◆ **Article**
++++

Published 10/13/2022, 02:45 AM
Updated 10/13/2022, 11:43 AM
© Reuters. FILE PHOTO: People stand outside of the Bank of England in London, Britain, October 10, 2022. REUTERS/Hannah McKay

LONDON (Reuters) - The clearing house of the London Metal Exchange (LME) ran down nearly its entire default fund under a stress test of its base metals service, the Bank of England said on Thursday.

The LME was forced to halt nickel trading and cancel trades in early March after prices doubled to more than $100,000 per tonne in a surge sources blamed on short covering by one of the world's top producers.

A BoE report said the central counterparties (CCPs) in Britain's financial system were "resilient", but said there were major differences after its first public stress test of ICE (NYSE:ICE) Clear Europe, LCH and LME Clear.

Central counterparties operating in London are a key part of the global financial system's plumbing, due to their role in helping to clear trades between major financial institutions.

++++

(Items listed in a dataset)
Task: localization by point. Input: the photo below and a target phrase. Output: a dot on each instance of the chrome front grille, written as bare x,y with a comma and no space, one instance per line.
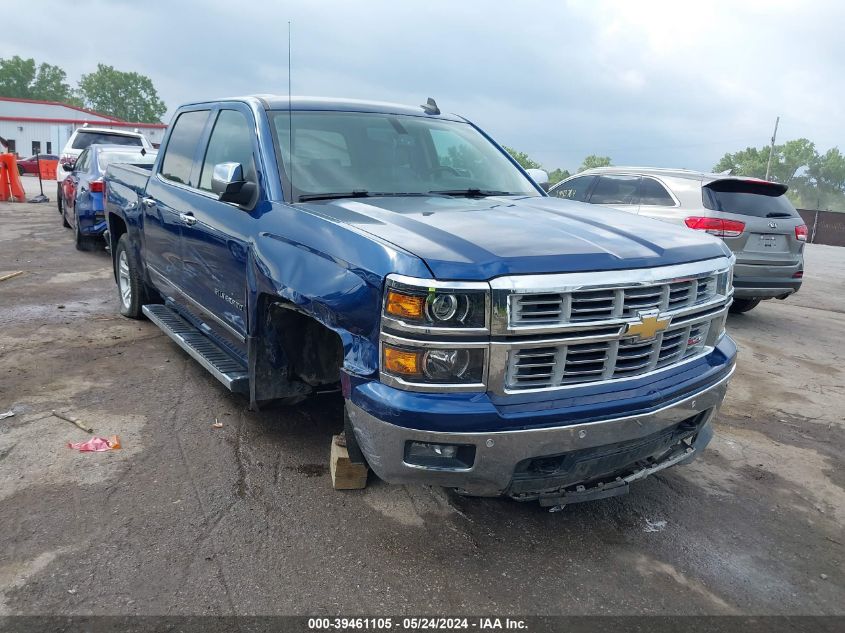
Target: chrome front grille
577,306
549,366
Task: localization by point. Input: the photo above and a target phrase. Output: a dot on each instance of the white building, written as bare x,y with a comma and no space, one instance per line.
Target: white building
45,126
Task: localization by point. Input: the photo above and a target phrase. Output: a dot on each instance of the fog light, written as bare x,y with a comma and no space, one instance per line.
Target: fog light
439,456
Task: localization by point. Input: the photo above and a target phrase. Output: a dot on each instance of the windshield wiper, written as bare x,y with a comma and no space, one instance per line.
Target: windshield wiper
472,192
362,193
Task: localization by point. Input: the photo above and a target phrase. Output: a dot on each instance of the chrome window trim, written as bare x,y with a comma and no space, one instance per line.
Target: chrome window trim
503,288
400,282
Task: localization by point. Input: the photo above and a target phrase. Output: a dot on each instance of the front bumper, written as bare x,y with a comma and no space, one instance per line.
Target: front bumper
498,455
753,281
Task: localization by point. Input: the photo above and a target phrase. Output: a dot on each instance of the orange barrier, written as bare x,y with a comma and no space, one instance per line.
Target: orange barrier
48,169
11,187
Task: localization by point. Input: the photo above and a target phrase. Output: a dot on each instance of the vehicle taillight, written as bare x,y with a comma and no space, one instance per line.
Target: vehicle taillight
716,226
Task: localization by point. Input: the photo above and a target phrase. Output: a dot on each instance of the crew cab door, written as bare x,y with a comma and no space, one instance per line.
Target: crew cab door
215,241
168,202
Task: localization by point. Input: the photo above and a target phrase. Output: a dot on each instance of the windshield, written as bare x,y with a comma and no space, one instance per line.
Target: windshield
104,159
388,154
84,139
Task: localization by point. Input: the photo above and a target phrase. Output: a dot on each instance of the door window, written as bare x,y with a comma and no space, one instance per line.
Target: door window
230,142
82,162
575,189
616,190
654,194
182,147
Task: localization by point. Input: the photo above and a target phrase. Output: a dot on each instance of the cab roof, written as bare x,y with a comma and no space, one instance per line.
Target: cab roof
280,102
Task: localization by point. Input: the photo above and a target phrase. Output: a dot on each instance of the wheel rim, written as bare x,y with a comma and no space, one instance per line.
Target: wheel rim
123,280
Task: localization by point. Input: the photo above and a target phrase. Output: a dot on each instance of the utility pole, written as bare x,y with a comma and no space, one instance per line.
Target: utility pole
772,148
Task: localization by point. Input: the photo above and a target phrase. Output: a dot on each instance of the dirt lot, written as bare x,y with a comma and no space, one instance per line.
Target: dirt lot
189,519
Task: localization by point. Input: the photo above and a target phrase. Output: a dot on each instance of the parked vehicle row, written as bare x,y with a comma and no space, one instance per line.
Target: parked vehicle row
30,165
80,195
485,336
753,217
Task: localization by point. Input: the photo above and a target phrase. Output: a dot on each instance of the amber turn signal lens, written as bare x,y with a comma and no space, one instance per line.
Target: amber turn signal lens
401,362
408,306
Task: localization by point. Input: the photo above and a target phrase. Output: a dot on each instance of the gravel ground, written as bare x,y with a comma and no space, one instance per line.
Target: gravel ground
191,519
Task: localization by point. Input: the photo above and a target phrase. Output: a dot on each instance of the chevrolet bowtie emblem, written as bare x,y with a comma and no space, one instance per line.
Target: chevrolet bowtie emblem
648,326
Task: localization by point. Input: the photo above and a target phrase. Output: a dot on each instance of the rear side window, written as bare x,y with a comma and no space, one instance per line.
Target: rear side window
616,190
84,139
82,162
230,142
182,147
104,159
654,194
758,199
575,189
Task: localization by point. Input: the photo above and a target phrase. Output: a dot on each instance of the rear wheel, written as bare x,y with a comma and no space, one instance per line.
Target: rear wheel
130,284
744,305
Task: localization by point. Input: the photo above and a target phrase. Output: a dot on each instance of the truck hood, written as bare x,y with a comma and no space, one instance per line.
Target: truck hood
462,238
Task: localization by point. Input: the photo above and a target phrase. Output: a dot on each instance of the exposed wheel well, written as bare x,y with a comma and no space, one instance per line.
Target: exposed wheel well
117,227
294,354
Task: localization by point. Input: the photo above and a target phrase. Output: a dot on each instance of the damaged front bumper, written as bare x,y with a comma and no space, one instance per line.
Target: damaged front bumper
558,465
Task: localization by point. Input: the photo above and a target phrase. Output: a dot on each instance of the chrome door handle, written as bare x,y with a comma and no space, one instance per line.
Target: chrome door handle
188,218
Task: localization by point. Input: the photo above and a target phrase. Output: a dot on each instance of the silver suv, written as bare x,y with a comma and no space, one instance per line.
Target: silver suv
753,217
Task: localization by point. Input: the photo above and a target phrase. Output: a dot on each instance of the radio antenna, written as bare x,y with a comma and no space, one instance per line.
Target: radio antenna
290,121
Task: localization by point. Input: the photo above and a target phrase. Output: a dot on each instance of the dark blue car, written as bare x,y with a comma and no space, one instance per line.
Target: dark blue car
81,191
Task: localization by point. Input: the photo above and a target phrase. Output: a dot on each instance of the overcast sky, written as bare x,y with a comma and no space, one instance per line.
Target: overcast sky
671,83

++++

◆ **Tasks and exercises**
a – Answer these questions using the article on the Bank of England's stress test of clearing houses:
(i) What did the LME's clearing house run down nearly all of under the stress test of its base metals service?
(ii) To what price per tonne had nickel risen when the LME halted nickel trading in early March?
(iii) Which three central counterparties did the Bank of England's first public stress test cover?
b – Render this sentence from the article into Spanish: "Central counterparties operating in London are a key part of the global financial system's plumbing, due to their role in helping to clear trades between major financial institutions."
c – Extend the article on the Bank of England's stress test of London clearing houses, picking up after its final sentence.
These data were taken from a separate source.

◆ **Results of the tasks**
a –
(i) Its default fund.
(ii) More than $100,000 per tonne.
(iii) ICE Clear Europe, LCH and LME Clear.

b – Las entidades de contrapartida central que operan en Londres son una pieza clave de la infraestructura básica del sistema financiero mundial, debido a su papel en ayudar a compensar las operaciones entre las principales instituciones financieras.

c –
"While the stress test was exploratory, with no pass-fail assessments, the results are evidence of the overall resilience of the UK CCPs," BoE Deputy Governor Jon Cunliffe said in a statement.

The BoE said it checked whether the CCPs were resilient to a market stress scenario and to the simultaneous default of the two largest clearing member groups.

"No CCP experienced full depletion of prefunded financial resources or a negative liquidity balance," the BoE said.

"However, results vary significantly across the CCPs and their clearing services," the report said.

"One CCP Clearing Service (LME Base), losses result in close to full depletion of the default fund when the bank’s estimates of concentration costs are included," the report said.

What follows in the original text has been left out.